> _操作要求_:
- a) 请把这篇 Selenium 教程中从“Selenium+Python微博爬虫实战”开始、到“是一个 web 的自动化测试工具。selenium爬虫基于网页的模拟操作,便于理解,适合新手上手爬虫。”为止（包括这一句）的部分原样重新录入一遍。
- b) 请从这篇 Selenium 教程的最后一句之后接着往下续写。

== 教程原文

Selenium+Python微博爬虫实战

Selenium靠着一个很全的语法博客+一个B站视频+大佬室友勇哥的帮助下成功上手

博客链接:https://blog.csdn.net/l01011_/article/details/133167674

视频链接:https://www.bilibili.com/video/BV1wT411b7Ea/?vd_source=8d39d79cffe8373303d902c4194fbea2

1 安装

selenium 是一个 web 的自动化测试工具。selenium爬虫基于网页的模拟操作,便于理解,适合新手上手爬虫。

selenium 支持多平台:windows、linux、MAC ,支持多浏览器:IE、safari、opera、chrome

第一步:安装selenium

Win:pip install selenium
Mac: pip3 install selenium

第二步:安装webdriver

各大浏览器webdriver地址可参见:https://docs.seleniumhq.org/download/

Firefox:https://github.com/mozilla/geckodriver/releases/

Chrome:https://googlechromelabs.github.io/chrome-for-testing/

IE:http://selenium-release.storage.googleapis.com/index.html

附: Webdriver版本对应的Chrome版本

第三步:Webdriver 安装路径

Win:复制 webdriver 到 Python 安装目录下
Mac:复制 webdriver 到 /usr/local/bin 目录下

第四步:启动尝试
from selenium import webdriver
browser = webdriver.Chrome()
browser.get('http://www.baidu.com/')

2 Selenium基础

2.1 启动浏览器
from selenium import webdriver
browser = webdriver.Chrome() #选择自己的浏览器
browser.get('http://www.baidu.com/') 
2.2 切换代理IP
from selenium.webdriver.chrome.options import Options
chrome_options = Options()
chrome_options.add_argument('--proxy-server={}'.format("IP地址"))
driver = webdriver.Chrome(options=chrome_options)
2.3 元素定位

webdriver 提供了一系列的对象定位方法,常用的有以下几种(新版定位方法已更新):

from selenium.webdriver.common.by import By
# id定位:
ele.find_element(By.ID,"xx")
# name定位:
ele.find_element(By.NAME,"xx")

====
== 所给数据

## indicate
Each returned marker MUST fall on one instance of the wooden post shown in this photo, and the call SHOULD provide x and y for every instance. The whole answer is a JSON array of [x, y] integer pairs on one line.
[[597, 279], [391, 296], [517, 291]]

====

> _参考答案_:
- a)
Selenium+Python微博爬虫实战

Selenium靠着一个很全的语法博客+一个B站视频+大佬室友勇哥的帮助下成功上手

博客链接:https://blog.csdn.net/l01011_/article/details/133167674

视频链接:https://www.bilibili.com/video/BV1wT411b7Ea/?vd_source=8d39d79cffe8373303d902c4194fbea2

1 安装

selenium 是一个 web 的自动化测试工具。selenium爬虫基于网页的模拟操作,便于理解,适合新手上手爬虫。

- b)
# class定位:
ele.find_element(By.CLASS_NAME,"xx")
# link定位:
ele.find_element(By.LINK_TEXT,"xx")
# partial link定位:
ele.find_element(By.PARITIAL_LINK_TEXT,"xx")
# tag定位:
ele.find_element(By.TAG_NAME,"xx")
# xpath定位:
ele.find_element(By.XPATH, "xxx")

其中id定位和xpath定位是最常用的,微博的HTML框架比较稳定,一般用xpath定位很稳

2.4 等待方式

爬取数据过程中如果网速不稳定,在程序执行爬取命令时对应元素没有加载完全,程序会因找不到对应元素而报错。解决方法:

# 方法一:强制等待3秒再执行下一步
import time
time.sleep(3)

# 方法二:隐性等待,最长等10秒
driver.implicitly_wait(10)  

# 方法三:显性等待,最长等10秒
import selenium.webdriver.support.ui as ui
wait = ui.WebDriverWait(driver,10)
wait.until(lambda driver: driver.find_element(By.CLASS_NAME,"woo-input-main"))
2.5 浏览器操作
# (1)浏览器最大化
browser.maximize_window()

# (2)浏览器最小化
browser.minimize_window()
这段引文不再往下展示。